JOB A ->
Using the blog post given below, decide whether each statement agrees with it: (i) Keats wrote the letter defining negative capability to his sister; (ii) the writer pondered negative capability while watching Avatar; (iii) the writer has made good progress on the synopsis. Answer yes or no for each and quote the deciding words of the blog post.
JOB B ->
Rewrite the paragraph of the blog post below that begins "Here's the missing link" as a concise bulleted list, keeping its main facts.
JOB C ->
Summarize the blog post that follows in exactly two sentences.

QUOTED PASSAGE ->
>> start

Sunday, May 30, 2010

So in between reading Keats's letters to Fanny and mouthing the words to "La Belle Dame Sans Merci" or "To Autumn," another missing piece has tumbled out. It's not quite the grand secret of pretty prose that I'm looking for--though, now that I've been re-reading the book, it's not terribly written--could use a little more variety sentence-wise and word choice-wise. I haven't made much progress on the synopsis--my right wrist and by extension, my entire right arm aches.

Here's the missing link: It's called negative capability. Keats was a prolific letter writer. Seriously, if he was alive now, he'd be blogging it up and Facebooking, emailing, and IMing like the rest of us distracted, procrastinating writers. He wrote a letter in 1817 to his brothers, where he discussed and defined negative capability: "When a man is capable of being in uncertainties, mysteries, doubts, without any irritable reaching after fact and reason." It's the ability to accept mysteries without looking for a resolution--and knowing that a resolution won't be found.

I had what Oprah would call an "aha!" moment the other night. I know how Eva and Jade switch bodies and how they switch back out. I now know the paranormal concept behind the why of what happened and Eva reads a lot about reincarnation, nirvana, meditation, undergoes hynotherapy, has her tarot read, realizes that she had a few instances where she may have seen things that normally wouldn't occur, thinks long and hard about her friendship with Brix and her mother's murky death and the faith she's grown up with...

I'd written on top of the first outline that this story is about how jumping over the edge into something scary and unknown is necessary sometimes. Then I pondered negative capability last night (while watching Avatar, of all things) and realized that's what Eva really has to ponder as she goes on this trippy journey I've sent her on. She's not a person who likes mysteries, yet she's surrounded by them.

I don't know that negative capability is the overall idea of the book, but it's a theme I couldn't put a name to and now I can. It just makes sense to me. It might a "hippy dippy writer thing" but, yeah, there are lots of things we can't understand in this world--but can we accept them, knowing they'll never be conclusively solved?

>> end

STORED DATA ->
>> start

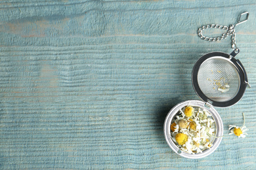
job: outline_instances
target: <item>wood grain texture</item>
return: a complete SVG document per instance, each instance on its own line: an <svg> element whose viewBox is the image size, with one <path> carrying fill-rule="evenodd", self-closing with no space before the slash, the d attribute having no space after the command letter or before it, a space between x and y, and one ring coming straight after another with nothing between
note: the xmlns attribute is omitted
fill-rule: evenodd
<svg viewBox="0 0 256 170"><path fill-rule="evenodd" d="M0 169L255 169L256 3L253 1L0 1ZM235 24L236 57L251 88L217 108L224 137L200 160L174 153L163 122L197 99L191 71L230 37L202 25ZM207 32L217 35L218 30ZM246 117L248 135L228 135Z"/></svg>

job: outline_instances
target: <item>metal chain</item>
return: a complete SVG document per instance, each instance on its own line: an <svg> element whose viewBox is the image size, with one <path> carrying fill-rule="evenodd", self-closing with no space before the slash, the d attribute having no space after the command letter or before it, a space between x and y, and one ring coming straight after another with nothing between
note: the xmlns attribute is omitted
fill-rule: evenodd
<svg viewBox="0 0 256 170"><path fill-rule="evenodd" d="M244 19L244 20L241 20L241 16L245 16L245 15L246 15L245 16L245 17L246 17L245 19ZM246 22L248 20L248 17L249 17L249 12L245 12L242 13L239 16L239 17L238 17L238 22L236 23L236 24L234 25L234 25L230 25L230 26L229 26L229 27L220 26L220 25L218 25L218 24L210 24L210 25L203 26L202 27L198 28L198 36L202 39L205 40L205 41L221 41L221 40L224 39L226 38L226 37L228 37L228 35L230 35L231 36L231 40L232 40L231 48L233 48L234 50L235 50L235 52L238 52L238 48L236 46L236 31L235 31L234 27L237 25L239 25L239 24L240 24L242 23L244 23L244 22ZM203 30L204 30L205 29L208 29L208 28L217 28L217 29L220 29L227 30L227 31L226 31L226 33L223 33L221 35L221 37L207 37L203 36L203 34L202 33L202 31Z"/></svg>
<svg viewBox="0 0 256 170"><path fill-rule="evenodd" d="M221 37L207 37L205 36L203 36L202 34L202 31L208 29L208 28L217 28L220 29L224 29L224 30L227 30L226 33L223 33ZM232 40L232 48L234 50L236 50L238 48L236 46L236 31L234 29L234 25L230 25L229 27L227 26L220 26L218 24L211 24L211 25L205 25L203 26L202 27L198 28L198 36L200 37L201 39L205 40L205 41L221 41L223 39L226 39L226 37L228 35L231 35L231 40Z"/></svg>

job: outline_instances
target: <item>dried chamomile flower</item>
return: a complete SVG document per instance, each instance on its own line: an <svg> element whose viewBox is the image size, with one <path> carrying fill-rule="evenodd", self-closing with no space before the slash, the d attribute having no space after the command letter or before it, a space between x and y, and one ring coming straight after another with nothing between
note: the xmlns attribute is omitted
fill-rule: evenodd
<svg viewBox="0 0 256 170"><path fill-rule="evenodd" d="M192 122L190 124L190 128L191 129L193 129L193 130L196 130L196 123L195 122Z"/></svg>
<svg viewBox="0 0 256 170"><path fill-rule="evenodd" d="M181 119L178 122L178 125L181 128L186 128L186 127L188 127L188 122L186 120Z"/></svg>
<svg viewBox="0 0 256 170"><path fill-rule="evenodd" d="M170 128L172 140L181 150L188 154L210 149L212 137L217 137L214 136L215 123L211 115L206 110L189 104L179 109Z"/></svg>
<svg viewBox="0 0 256 170"><path fill-rule="evenodd" d="M188 135L184 133L179 133L175 136L176 142L181 145L185 144L188 141Z"/></svg>
<svg viewBox="0 0 256 170"><path fill-rule="evenodd" d="M245 137L245 135L247 133L245 133L246 131L248 130L248 129L246 128L246 126L245 126L245 118L244 116L244 114L243 112L243 118L244 118L244 124L242 126L239 127L236 126L233 126L233 125L230 125L229 126L229 129L230 130L230 133L229 133L229 135L231 134L235 134L236 136L239 137Z"/></svg>
<svg viewBox="0 0 256 170"><path fill-rule="evenodd" d="M177 126L177 124L176 124L175 122L173 122L173 123L171 125L171 130L172 131L175 131L176 128L175 128L175 126Z"/></svg>

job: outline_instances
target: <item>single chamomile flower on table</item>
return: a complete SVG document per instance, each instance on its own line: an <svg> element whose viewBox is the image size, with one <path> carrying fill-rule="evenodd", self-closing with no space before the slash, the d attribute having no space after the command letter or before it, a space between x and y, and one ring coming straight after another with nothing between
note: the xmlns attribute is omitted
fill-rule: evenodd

>> end

COMPLETE ANSWER A ->
(i) No: "He wrote a letter in 1817 to his brothers"
(ii) Yes: "Then I pondered negative capability last night (while watching Avatar, of all things)"
(iii) No: "I haven't made much progress on the synopsis"

COMPLETE ANSWER B ->
- The missing link is called negative capability.
- Keats was a prolific letter writer who, if alive now, would be blogging, Facebooking, emailing, and IMing.
- In an 1817 letter to his brothers, he defined negative capability as being "capable of being in uncertainties, mysteries, doubts, without any irritable reaching after fact and reason."
- It is the ability to accept mysteries without seeking a resolution, knowing none will be found.

COMPLETE ANSWER C ->
While reading Keats, the writer encountered his idea of negative capability, which he defined in an 1817 letter as the capacity to remain in uncertainties and mysteries without reaching after fact and reason. The writer now sees this as a theme of the book in progress, since its main character, Eva, dislikes mysteries yet is surrounded by them after she and Jade switch bodies.